──────── Verilen Metin
Cevap: Peygamber Efendimiz (Sallâllâhu Aleyhi ve Sellem) şöyle buyurmuştur: “Herkim Ramazanı tutar ve peşi sıra buna Şevval’den de altı günü eklerse senenin tamamını oruçlu geçirmiş gibi olur.”[1] Bu hadis-i şerif ve yine bu ayda oruç tutulmasının fedailini ifade eden bir takım hadisler[2] den hareketle Malikiler, Hanbeliler, Şafiilerin cumhuru ve Hanefilerin müteahhirleri (sonra gelenleri) bu orucun sünnet olduğuna kail olmuşlardır. İmam Ebu Hanife’den mekruh olduğuna yönelik nakiller varsa da bu daha sonraki fakihler tarafından farklı manalara yorulmuştur. Mesela Merğinani’ye göre Ebu Hanife’nin bu orucu mekruh sayması oruç tutan kişinin tuttuğu bu orucu Ramazan gibi farz telakki etmesi durumundadır. Bu durumda kişi bu hareketiyle Hristiyanlara benzemiş olacaktır. Ancak bu mahzur bu gün itibarıyla artık kalmadığı için günümüzde Ebu Hanife adına böyle bir kerahetten bahsedilemez.
────────────────
──────── Veri Kümesi
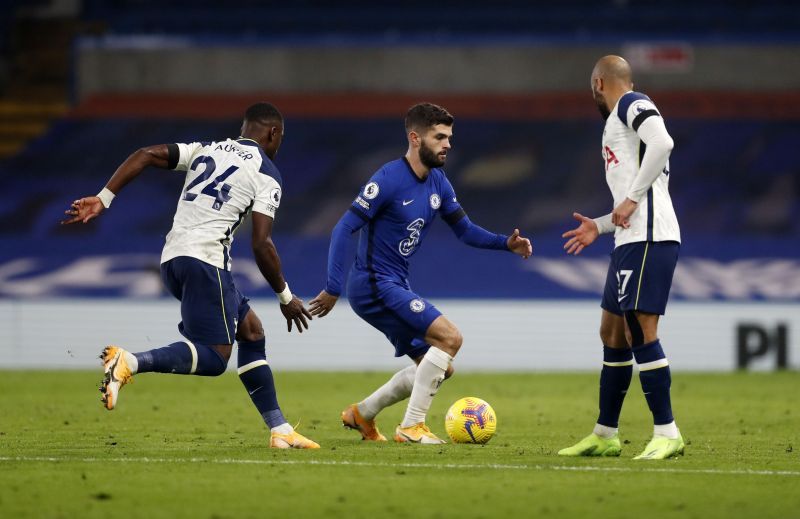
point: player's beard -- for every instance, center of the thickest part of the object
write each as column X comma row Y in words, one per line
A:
column 428, row 158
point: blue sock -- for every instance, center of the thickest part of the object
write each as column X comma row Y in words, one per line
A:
column 183, row 358
column 256, row 375
column 655, row 377
column 615, row 378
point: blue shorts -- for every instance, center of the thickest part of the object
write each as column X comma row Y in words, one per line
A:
column 211, row 306
column 640, row 277
column 403, row 316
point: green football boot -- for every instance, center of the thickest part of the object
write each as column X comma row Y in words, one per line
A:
column 594, row 445
column 661, row 448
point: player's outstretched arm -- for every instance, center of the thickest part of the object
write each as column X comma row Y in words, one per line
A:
column 269, row 263
column 582, row 236
column 88, row 208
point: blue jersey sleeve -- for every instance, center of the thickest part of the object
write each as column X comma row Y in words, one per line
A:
column 373, row 196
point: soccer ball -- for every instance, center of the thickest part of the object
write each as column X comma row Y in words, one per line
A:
column 470, row 420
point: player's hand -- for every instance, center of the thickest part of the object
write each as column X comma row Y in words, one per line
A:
column 622, row 213
column 519, row 245
column 582, row 236
column 296, row 313
column 322, row 304
column 83, row 210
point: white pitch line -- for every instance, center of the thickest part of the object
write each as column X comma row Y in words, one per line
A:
column 493, row 466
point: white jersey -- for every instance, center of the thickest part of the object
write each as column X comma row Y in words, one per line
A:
column 623, row 150
column 224, row 182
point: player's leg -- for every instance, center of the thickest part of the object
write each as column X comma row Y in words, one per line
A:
column 256, row 376
column 361, row 416
column 445, row 340
column 208, row 312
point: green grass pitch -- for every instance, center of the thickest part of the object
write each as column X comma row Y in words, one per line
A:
column 195, row 447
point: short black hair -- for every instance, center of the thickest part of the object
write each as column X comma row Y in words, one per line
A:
column 426, row 115
column 263, row 113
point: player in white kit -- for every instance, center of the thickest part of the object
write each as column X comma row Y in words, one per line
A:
column 636, row 149
column 225, row 181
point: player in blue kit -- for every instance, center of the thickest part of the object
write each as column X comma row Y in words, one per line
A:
column 225, row 181
column 392, row 214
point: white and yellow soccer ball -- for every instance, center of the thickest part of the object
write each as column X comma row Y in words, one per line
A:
column 470, row 420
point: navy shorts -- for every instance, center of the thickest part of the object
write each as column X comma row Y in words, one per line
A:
column 211, row 305
column 402, row 315
column 640, row 277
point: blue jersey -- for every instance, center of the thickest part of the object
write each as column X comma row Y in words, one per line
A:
column 399, row 209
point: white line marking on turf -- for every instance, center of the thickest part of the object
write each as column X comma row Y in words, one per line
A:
column 494, row 466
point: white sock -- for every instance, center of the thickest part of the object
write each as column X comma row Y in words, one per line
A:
column 397, row 388
column 429, row 376
column 132, row 361
column 669, row 430
column 605, row 431
column 283, row 428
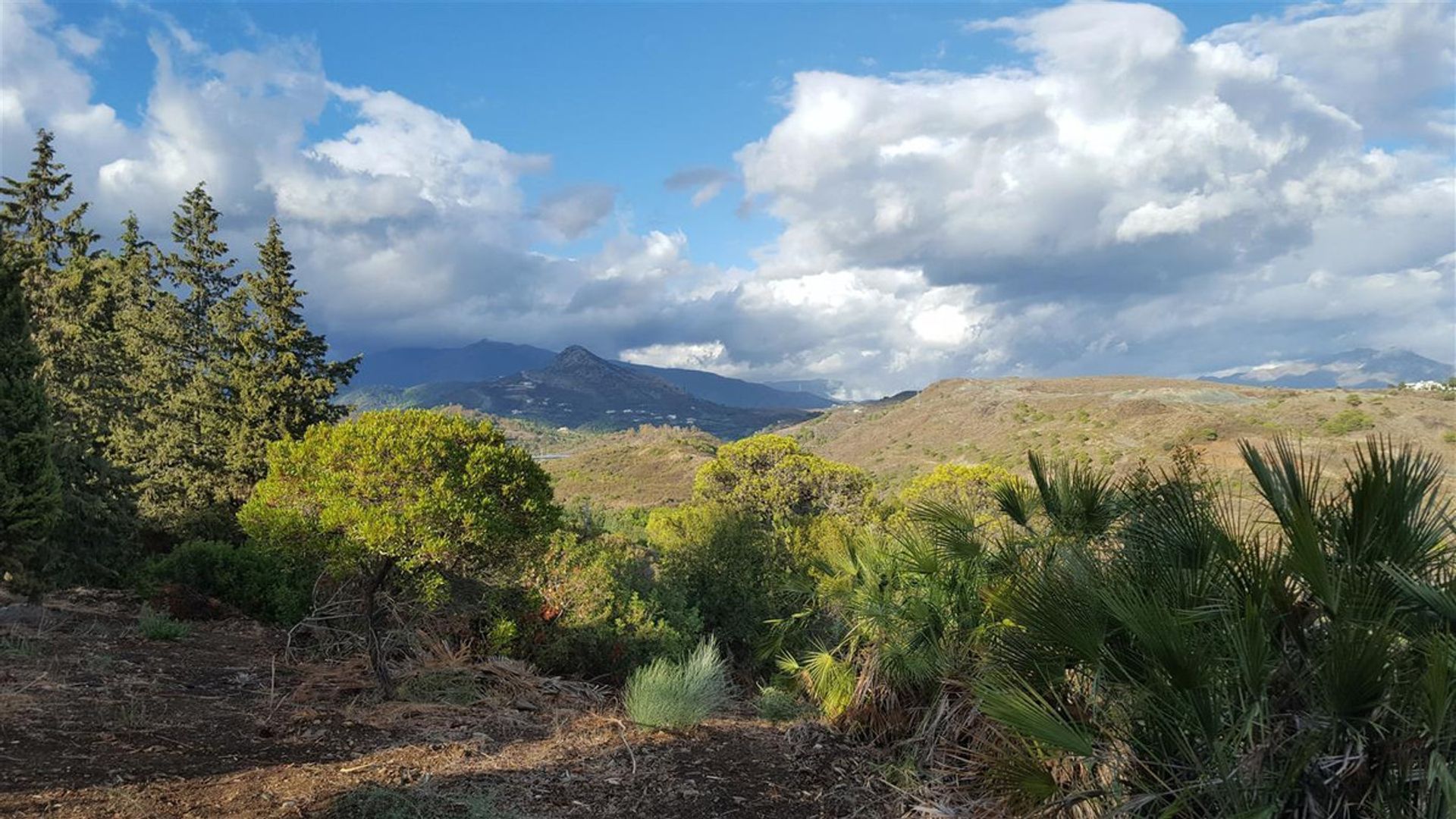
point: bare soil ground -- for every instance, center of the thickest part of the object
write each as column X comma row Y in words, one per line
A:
column 98, row 720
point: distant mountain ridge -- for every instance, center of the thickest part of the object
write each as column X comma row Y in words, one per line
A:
column 580, row 390
column 1353, row 369
column 488, row 360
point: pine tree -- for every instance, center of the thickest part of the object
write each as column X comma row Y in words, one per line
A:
column 281, row 373
column 182, row 347
column 30, row 207
column 30, row 483
column 73, row 305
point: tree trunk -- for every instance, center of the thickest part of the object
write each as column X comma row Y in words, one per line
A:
column 376, row 649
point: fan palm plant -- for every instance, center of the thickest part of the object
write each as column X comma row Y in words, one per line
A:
column 906, row 608
column 1161, row 656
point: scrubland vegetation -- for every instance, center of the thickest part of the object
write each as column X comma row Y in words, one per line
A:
column 1043, row 635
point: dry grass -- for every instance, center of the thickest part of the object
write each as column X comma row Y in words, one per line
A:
column 644, row 466
column 1112, row 422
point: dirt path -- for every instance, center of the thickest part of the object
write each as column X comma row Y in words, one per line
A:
column 96, row 720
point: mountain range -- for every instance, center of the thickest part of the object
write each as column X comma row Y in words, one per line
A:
column 582, row 391
column 488, row 360
column 1353, row 369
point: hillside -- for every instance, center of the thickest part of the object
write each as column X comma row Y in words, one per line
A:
column 1112, row 422
column 644, row 466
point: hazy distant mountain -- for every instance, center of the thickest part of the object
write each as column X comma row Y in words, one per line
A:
column 1350, row 369
column 823, row 388
column 488, row 360
column 582, row 391
column 734, row 392
column 484, row 360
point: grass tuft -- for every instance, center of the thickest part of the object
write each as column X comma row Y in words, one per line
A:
column 667, row 694
column 159, row 626
column 780, row 706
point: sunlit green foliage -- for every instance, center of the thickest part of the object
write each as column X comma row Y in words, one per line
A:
column 957, row 484
column 259, row 582
column 601, row 611
column 30, row 484
column 908, row 611
column 402, row 491
column 770, row 477
column 724, row 563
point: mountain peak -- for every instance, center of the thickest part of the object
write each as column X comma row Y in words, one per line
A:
column 579, row 356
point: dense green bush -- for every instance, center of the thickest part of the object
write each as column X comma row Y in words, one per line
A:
column 726, row 563
column 599, row 611
column 667, row 694
column 772, row 477
column 410, row 494
column 159, row 626
column 262, row 583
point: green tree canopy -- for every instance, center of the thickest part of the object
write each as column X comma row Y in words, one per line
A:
column 770, row 477
column 280, row 372
column 402, row 491
column 30, row 484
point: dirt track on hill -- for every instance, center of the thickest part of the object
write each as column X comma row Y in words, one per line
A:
column 96, row 720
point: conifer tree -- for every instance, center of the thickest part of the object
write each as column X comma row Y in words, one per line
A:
column 178, row 447
column 30, row 483
column 73, row 305
column 280, row 371
column 30, row 207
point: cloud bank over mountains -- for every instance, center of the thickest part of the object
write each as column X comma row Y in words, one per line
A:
column 1128, row 200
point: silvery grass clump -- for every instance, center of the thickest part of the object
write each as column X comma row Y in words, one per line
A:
column 667, row 694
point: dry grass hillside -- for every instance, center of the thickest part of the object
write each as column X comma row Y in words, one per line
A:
column 644, row 466
column 1110, row 420
column 1114, row 422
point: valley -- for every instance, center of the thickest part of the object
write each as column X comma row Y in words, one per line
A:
column 1111, row 422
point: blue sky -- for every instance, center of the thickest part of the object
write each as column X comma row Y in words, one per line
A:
column 878, row 194
column 618, row 93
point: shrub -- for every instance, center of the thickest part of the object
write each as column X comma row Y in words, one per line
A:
column 598, row 610
column 259, row 582
column 728, row 563
column 159, row 626
column 956, row 484
column 1347, row 422
column 402, row 493
column 772, row 477
column 667, row 694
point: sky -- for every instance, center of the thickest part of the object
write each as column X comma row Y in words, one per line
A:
column 875, row 194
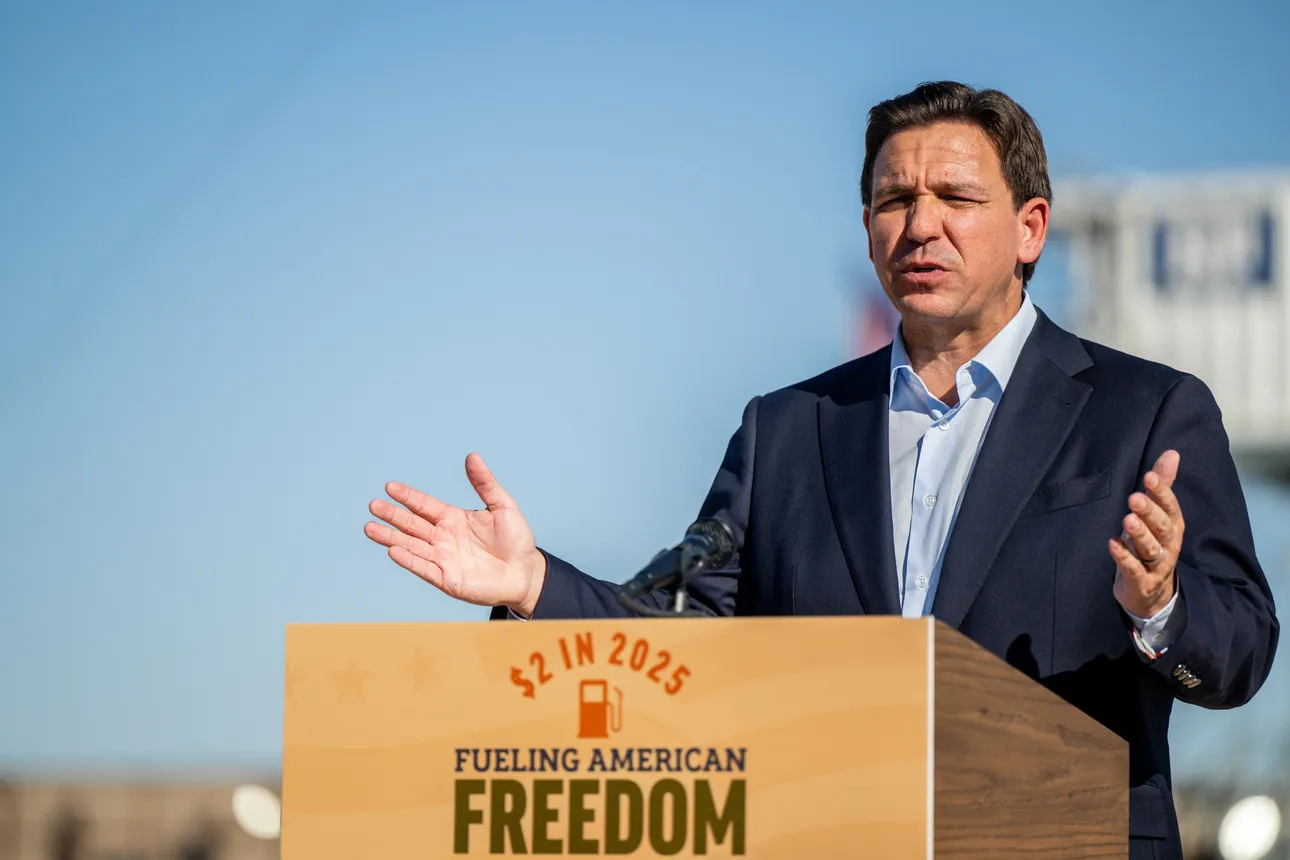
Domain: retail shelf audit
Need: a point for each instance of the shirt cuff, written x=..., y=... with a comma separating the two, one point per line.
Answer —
x=1156, y=633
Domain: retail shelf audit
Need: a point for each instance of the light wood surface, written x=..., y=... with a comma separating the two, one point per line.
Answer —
x=831, y=714
x=1018, y=771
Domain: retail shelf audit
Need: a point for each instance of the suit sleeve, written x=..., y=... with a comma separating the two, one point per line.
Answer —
x=570, y=593
x=1228, y=633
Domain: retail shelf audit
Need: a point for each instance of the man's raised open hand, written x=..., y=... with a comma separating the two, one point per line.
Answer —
x=485, y=557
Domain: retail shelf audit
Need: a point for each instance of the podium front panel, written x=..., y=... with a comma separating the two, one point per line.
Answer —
x=766, y=738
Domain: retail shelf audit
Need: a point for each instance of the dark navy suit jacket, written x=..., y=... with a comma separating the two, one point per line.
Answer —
x=1026, y=573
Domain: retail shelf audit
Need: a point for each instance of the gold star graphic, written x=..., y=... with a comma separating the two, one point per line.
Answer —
x=421, y=668
x=350, y=681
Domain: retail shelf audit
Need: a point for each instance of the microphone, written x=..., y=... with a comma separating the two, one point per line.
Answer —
x=708, y=544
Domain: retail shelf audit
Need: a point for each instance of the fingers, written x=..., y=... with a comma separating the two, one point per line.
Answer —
x=1162, y=494
x=1152, y=516
x=1144, y=544
x=485, y=485
x=425, y=506
x=1138, y=588
x=1126, y=561
x=410, y=553
x=427, y=570
x=387, y=537
x=406, y=522
x=1166, y=466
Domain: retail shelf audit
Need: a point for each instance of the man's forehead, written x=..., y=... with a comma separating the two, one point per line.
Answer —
x=952, y=151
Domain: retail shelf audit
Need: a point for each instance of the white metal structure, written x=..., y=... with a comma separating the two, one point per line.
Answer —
x=1192, y=271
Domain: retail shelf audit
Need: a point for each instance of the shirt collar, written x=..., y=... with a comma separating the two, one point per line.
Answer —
x=999, y=356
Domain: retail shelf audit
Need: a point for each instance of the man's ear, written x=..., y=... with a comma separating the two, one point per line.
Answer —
x=868, y=237
x=1032, y=222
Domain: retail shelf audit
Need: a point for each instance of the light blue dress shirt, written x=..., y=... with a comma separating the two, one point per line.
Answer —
x=933, y=450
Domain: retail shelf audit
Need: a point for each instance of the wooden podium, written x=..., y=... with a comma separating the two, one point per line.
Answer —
x=763, y=736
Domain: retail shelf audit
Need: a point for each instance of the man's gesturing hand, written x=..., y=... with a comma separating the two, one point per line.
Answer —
x=1146, y=580
x=485, y=557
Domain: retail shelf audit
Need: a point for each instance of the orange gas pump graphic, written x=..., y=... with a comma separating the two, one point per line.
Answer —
x=597, y=716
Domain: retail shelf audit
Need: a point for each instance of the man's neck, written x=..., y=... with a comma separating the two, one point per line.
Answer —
x=938, y=350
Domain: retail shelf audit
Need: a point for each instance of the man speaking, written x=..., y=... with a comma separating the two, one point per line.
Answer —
x=1071, y=508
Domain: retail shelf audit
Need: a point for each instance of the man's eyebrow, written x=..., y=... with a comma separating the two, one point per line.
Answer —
x=903, y=188
x=960, y=187
x=893, y=188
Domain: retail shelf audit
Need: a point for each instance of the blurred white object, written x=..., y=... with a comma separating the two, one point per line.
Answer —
x=257, y=811
x=1249, y=829
x=1192, y=271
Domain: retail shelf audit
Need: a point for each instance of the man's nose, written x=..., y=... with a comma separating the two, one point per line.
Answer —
x=922, y=222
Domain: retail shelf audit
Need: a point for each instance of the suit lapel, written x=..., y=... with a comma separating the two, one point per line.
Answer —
x=854, y=446
x=1030, y=426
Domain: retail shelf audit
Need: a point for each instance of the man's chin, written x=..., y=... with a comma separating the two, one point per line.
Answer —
x=928, y=306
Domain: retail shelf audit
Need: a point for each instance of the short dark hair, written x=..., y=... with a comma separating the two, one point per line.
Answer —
x=1013, y=132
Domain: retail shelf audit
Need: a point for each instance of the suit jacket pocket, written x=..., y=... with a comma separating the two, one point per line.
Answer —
x=1067, y=494
x=1148, y=810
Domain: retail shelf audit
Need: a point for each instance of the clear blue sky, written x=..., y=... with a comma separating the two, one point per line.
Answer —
x=256, y=259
────────────────
» **Görev**
Şevval orucu hakkındaki metni baştan sona, hiçbir değişiklik yapmadan aynen yazınız.

» **Çıktı**
Cevap: Peygamber Efendimiz (Sallâllâhu Aleyhi ve Sellem) şöyle buyurmuştur: “Herkim Ramazanı tutar ve peşi sıra buna Şevval’den de altı günü eklerse senenin tamamını oruçlu geçirmiş gibi olur.”[1] Bu hadis-i şerif ve yine bu ayda oruç tutulmasının fedailini ifade eden bir takım hadisler[2] den hareketle Malikiler, Hanbeliler, Şafiilerin cumhuru ve Hanefilerin müteahhirleri (sonra gelenleri) bu orucun sünnet olduğuna kail olmuşlardır. İmam Ebu Hanife’den mekruh olduğuna yönelik nakiller varsa da bu daha sonraki fakihler tarafından farklı manalara yorulmuştur. Mesela Merğinani’ye göre Ebu Hanife’nin bu orucu mekruh sayması oruç tutan kişinin tuttuğu bu orucu Ramazan gibi farz telakki etmesi durumundadır. Bu durumda kişi bu hareketiyle Hristiyanlara benzemiş olacaktır. Ancak bu mahzur bu gün itibarıyla artık kalmadığı için günümüzde Ebu Hanife adına böyle bir kerahetten bahsedilemez.